WORK TO DO:
Render the following material again verbatim, leaving nothing out.

Dataset rows:

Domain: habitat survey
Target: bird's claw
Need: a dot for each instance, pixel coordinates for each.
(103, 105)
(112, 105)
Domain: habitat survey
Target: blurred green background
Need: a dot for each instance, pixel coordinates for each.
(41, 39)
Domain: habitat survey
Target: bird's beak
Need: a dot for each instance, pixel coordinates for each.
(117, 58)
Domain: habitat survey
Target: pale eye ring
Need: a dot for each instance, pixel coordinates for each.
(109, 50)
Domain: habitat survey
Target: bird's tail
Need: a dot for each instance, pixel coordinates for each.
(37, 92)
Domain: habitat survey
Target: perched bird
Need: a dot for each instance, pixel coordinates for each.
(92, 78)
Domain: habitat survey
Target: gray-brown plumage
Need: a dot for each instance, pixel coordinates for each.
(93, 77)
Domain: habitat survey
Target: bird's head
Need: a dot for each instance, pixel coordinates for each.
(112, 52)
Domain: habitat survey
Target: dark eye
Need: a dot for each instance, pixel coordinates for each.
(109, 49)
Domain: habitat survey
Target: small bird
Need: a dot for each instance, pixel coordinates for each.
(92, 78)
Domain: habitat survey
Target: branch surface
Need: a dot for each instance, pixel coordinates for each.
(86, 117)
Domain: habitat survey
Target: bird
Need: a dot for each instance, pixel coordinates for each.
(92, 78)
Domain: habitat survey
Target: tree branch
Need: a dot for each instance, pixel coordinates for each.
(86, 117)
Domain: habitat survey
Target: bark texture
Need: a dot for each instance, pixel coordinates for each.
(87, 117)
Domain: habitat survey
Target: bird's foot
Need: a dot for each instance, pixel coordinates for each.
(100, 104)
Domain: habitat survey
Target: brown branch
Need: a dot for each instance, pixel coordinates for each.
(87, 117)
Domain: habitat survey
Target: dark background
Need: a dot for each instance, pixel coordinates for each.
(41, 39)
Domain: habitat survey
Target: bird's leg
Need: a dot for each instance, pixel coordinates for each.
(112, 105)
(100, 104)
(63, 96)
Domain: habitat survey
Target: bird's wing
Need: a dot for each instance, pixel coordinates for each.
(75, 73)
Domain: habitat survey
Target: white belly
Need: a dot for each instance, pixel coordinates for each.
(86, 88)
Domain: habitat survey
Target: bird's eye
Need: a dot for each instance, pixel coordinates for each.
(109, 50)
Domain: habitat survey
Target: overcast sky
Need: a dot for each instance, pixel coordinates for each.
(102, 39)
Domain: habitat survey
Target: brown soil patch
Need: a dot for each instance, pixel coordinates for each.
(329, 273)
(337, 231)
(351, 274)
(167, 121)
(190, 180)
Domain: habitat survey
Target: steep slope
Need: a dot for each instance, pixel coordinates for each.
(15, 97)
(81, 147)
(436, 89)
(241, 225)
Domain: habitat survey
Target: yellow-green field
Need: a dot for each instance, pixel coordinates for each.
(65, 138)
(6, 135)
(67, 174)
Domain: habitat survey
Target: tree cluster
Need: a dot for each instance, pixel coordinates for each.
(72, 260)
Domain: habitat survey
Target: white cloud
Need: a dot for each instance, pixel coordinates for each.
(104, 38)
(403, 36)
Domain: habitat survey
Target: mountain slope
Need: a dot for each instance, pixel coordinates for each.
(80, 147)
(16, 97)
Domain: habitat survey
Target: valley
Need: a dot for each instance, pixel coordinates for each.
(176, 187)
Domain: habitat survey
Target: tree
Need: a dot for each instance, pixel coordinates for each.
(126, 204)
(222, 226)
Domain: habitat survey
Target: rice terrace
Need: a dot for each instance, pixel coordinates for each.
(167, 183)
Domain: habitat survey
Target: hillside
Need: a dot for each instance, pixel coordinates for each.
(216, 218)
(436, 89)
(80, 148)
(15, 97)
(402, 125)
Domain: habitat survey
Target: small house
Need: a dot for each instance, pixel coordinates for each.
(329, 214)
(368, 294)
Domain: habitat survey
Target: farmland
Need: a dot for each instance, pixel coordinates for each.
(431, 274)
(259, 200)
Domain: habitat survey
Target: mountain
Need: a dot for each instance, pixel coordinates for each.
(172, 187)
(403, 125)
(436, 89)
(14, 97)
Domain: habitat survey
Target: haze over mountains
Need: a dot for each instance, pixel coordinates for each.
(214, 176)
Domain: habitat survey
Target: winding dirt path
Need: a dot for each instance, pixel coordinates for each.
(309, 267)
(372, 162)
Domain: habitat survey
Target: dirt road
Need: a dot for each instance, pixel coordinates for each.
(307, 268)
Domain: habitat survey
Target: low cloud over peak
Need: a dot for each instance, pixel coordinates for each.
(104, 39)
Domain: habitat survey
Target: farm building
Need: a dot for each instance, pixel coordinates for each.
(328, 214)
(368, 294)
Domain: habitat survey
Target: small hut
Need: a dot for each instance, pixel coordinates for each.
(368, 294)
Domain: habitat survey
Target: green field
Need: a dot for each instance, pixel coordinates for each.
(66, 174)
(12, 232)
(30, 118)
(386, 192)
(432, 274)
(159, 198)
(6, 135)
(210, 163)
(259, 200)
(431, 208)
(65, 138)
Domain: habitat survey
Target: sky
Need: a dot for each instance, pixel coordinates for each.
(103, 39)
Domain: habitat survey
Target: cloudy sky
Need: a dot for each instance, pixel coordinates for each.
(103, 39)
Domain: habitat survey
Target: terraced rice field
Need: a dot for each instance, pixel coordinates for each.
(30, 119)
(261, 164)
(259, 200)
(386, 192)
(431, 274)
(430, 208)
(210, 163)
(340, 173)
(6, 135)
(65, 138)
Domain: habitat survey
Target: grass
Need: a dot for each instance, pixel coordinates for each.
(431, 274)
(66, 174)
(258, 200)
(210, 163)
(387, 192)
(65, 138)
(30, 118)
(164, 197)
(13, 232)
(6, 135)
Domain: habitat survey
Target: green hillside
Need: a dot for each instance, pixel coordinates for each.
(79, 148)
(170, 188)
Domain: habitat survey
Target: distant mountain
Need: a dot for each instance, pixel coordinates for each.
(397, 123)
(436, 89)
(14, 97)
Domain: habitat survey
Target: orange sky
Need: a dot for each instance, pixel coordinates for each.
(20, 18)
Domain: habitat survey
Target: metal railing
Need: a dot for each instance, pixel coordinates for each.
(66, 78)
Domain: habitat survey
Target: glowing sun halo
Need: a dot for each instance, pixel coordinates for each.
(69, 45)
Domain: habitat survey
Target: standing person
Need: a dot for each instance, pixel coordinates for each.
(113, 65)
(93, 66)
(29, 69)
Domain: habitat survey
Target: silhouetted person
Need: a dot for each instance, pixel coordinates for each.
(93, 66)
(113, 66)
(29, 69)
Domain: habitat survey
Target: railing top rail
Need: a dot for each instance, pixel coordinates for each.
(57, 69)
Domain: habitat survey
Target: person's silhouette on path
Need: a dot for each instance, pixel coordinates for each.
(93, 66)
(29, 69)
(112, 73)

EXERCISE RESULT:
Domain: habitat survey
Target: bird's claw
Need: a dot for each instance, pixel coordinates for each.
(103, 105)
(112, 105)
Domain: habitat survey
Target: blurred green background
Need: a dot for each instance, pixel coordinates for each.
(41, 39)
Domain: habitat survey
Target: bird's beak
Need: a dot for each instance, pixel coordinates for each.
(117, 58)
Domain: habitat survey
Target: pale eye ring
Need: a dot for each instance, pixel coordinates for each.
(109, 50)
Domain: habitat survey
Target: bird's tail
Need: a dot for each instance, pixel coordinates for each.
(37, 92)
Domain: habitat survey
Target: perched bird
Need: a dot for each instance, pixel coordinates for each.
(92, 78)
Domain: habitat survey
Target: gray-brown plumage
Need: a dot for each instance, pixel coordinates for each.
(93, 77)
Domain: habitat survey
Target: bird's head
Need: a dot for each instance, pixel coordinates for each.
(112, 52)
Domain: habitat survey
Target: dark eye
Need: a dot for each instance, pixel coordinates for each.
(109, 49)
Domain: habitat survey
Target: small bird
Need: a dot for each instance, pixel coordinates for each.
(92, 78)
Domain: habitat survey
Target: branch surface
Need: a dot for each instance, pixel coordinates for each.
(86, 117)
Domain: habitat survey
Target: bird
Need: a dot for each instance, pixel coordinates for each.
(92, 78)
Domain: habitat survey
Target: tree branch
Need: a dot for each instance, pixel coordinates for each.
(86, 117)
Domain: habitat survey
Target: bark texture
Need: a dot for each instance, pixel coordinates for each.
(87, 117)
Domain: habitat survey
Target: bird's foot
Need: a dot for each instance, pixel coordinates for each.
(100, 104)
Domain: habitat survey
Target: brown branch
Need: a dot for each instance, pixel coordinates for each.
(87, 117)
Domain: habitat survey
Target: dark background
Need: a dot for each instance, pixel coordinates for each.
(41, 39)
Domain: habitat survey
Target: bird's leg
Need: a dot for each instance, pixel coordinates for each.
(112, 105)
(100, 104)
(63, 96)
Domain: habitat survey
Target: bird's wing
Need: a dot for each instance, pixel coordinates for each.
(75, 73)
Domain: habitat survey
Target: white belly
Need: a dot for each instance, pixel coordinates for each.
(86, 88)
Domain: habitat survey
Target: bird's eye
Need: a dot for each instance, pixel coordinates for each.
(109, 50)
Domain: habitat survey
Target: overcast sky
Need: a dot for each instance, pixel coordinates for each.
(102, 39)
Domain: habitat survey
Target: brown soil patch
Need: a dot for each instance, pixel coordinates for each.
(329, 273)
(337, 231)
(351, 274)
(167, 121)
(190, 180)
Domain: habitat survey
Target: steep slope
Need: a dot for each instance, pixel coordinates for each.
(15, 97)
(81, 147)
(436, 89)
(241, 225)
Domain: habitat survey
Target: yellow-green field
Need: a dot for each instance, pixel coordinates for each.
(65, 138)
(6, 135)
(67, 174)
Domain: habitat survey
Target: tree cluster
Need: a dot for each instance, pixel coordinates for each.
(72, 260)
Domain: habitat survey
Target: white cloud
Need: a dot for each instance, pixel coordinates for each.
(104, 38)
(403, 36)
Domain: habitat survey
Target: mountain slope
Need: a dot for each instance, pixel coordinates for each.
(80, 147)
(16, 97)
Domain: habitat survey
Target: valley
Need: a dot for each instance, pixel coordinates for each.
(176, 187)
Domain: habitat survey
Target: tree
Need: a dot for each instance, pixel coordinates for each.
(126, 204)
(222, 226)
Domain: habitat survey
Target: rice terrace
Need: a dot for each instance, pixel coordinates for each.
(167, 183)
Domain: habitat survey
Target: hillside
Need: a dot for each instance, pixel coordinates for each.
(216, 218)
(436, 89)
(80, 148)
(15, 97)
(402, 125)
Domain: habitat survey
Target: small house
Need: a dot for each instance, pixel coordinates for each.
(329, 214)
(368, 294)
Domain: habitat survey
Target: farmland
Need: a dot for each instance, pixel coordinates for each.
(431, 274)
(259, 200)
Domain: habitat survey
Target: mountain
Need: a dot for each instance, pixel coordinates for each.
(172, 187)
(403, 125)
(436, 89)
(14, 97)
Domain: habitat survey
Target: haze over mountains
Need: a dot for each instance, pixel coordinates for each.
(214, 176)
Domain: habitat survey
Target: winding dirt path
Need: a dot for each instance, pixel coordinates for each.
(309, 267)
(372, 162)
Domain: habitat survey
Target: dirt road
Need: a dot for each instance, pixel coordinates for each.
(307, 268)
Domain: habitat survey
Target: low cloud over peak
Need: a dot for each instance, pixel coordinates for each.
(104, 39)
Domain: habitat survey
Target: farm building
Need: a dot for each instance, pixel coordinates for each.
(328, 214)
(368, 294)
Domain: habitat survey
Target: small hut
Need: a dot for each instance, pixel coordinates for each.
(368, 294)
Domain: habitat survey
Target: green field
Need: a dot for each instance, pixel coordinates for each.
(66, 174)
(12, 232)
(30, 118)
(386, 192)
(432, 274)
(159, 198)
(6, 135)
(210, 163)
(259, 200)
(431, 208)
(65, 138)
Domain: habitat survey
Target: sky
Need: a dot for each instance, pixel coordinates for each.
(103, 39)
Domain: habitat survey
Target: cloudy sky
Need: a dot for each instance, pixel coordinates for each.
(103, 39)
Domain: habitat survey
Target: terraced rice field
Need: a dot for each instance, pixel coordinates for each.
(30, 119)
(261, 164)
(259, 200)
(386, 192)
(431, 274)
(430, 208)
(210, 163)
(340, 173)
(6, 135)
(65, 138)
Domain: habitat survey
Target: grass
Need: a dot for each instance, pixel coordinates for each.
(431, 274)
(66, 174)
(258, 200)
(210, 163)
(387, 192)
(65, 138)
(30, 118)
(164, 197)
(13, 232)
(6, 135)
Domain: habitat survey
Target: green hillside
Need: a dot for each instance, pixel coordinates for each.
(79, 148)
(170, 188)
Domain: habitat survey
Target: distant mountain
Need: a dot for each instance, pixel coordinates for each.
(397, 123)
(436, 89)
(14, 97)
Domain: habitat survey
Target: orange sky
Need: a dot for each instance, pixel coordinates for each.
(20, 18)
Domain: habitat survey
Target: metal railing
Need: a dot for each instance, pixel coordinates for each.
(66, 78)
Domain: habitat survey
Target: glowing sun halo
Need: a dot for each instance, pixel coordinates for each.
(69, 45)
Domain: habitat survey
Target: standing person
Need: a dot for each instance, pixel coordinates for each.
(113, 65)
(93, 66)
(29, 69)
Domain: habitat survey
Target: silhouetted person
Need: a dot for each instance, pixel coordinates for each.
(93, 66)
(113, 66)
(29, 69)
Domain: habitat survey
Target: railing top rail
Need: a dot for each instance, pixel coordinates for each.
(57, 69)
Domain: habitat survey
Target: person's silhouette on path
Need: a dot for each instance, pixel coordinates for each.
(93, 66)
(29, 69)
(112, 73)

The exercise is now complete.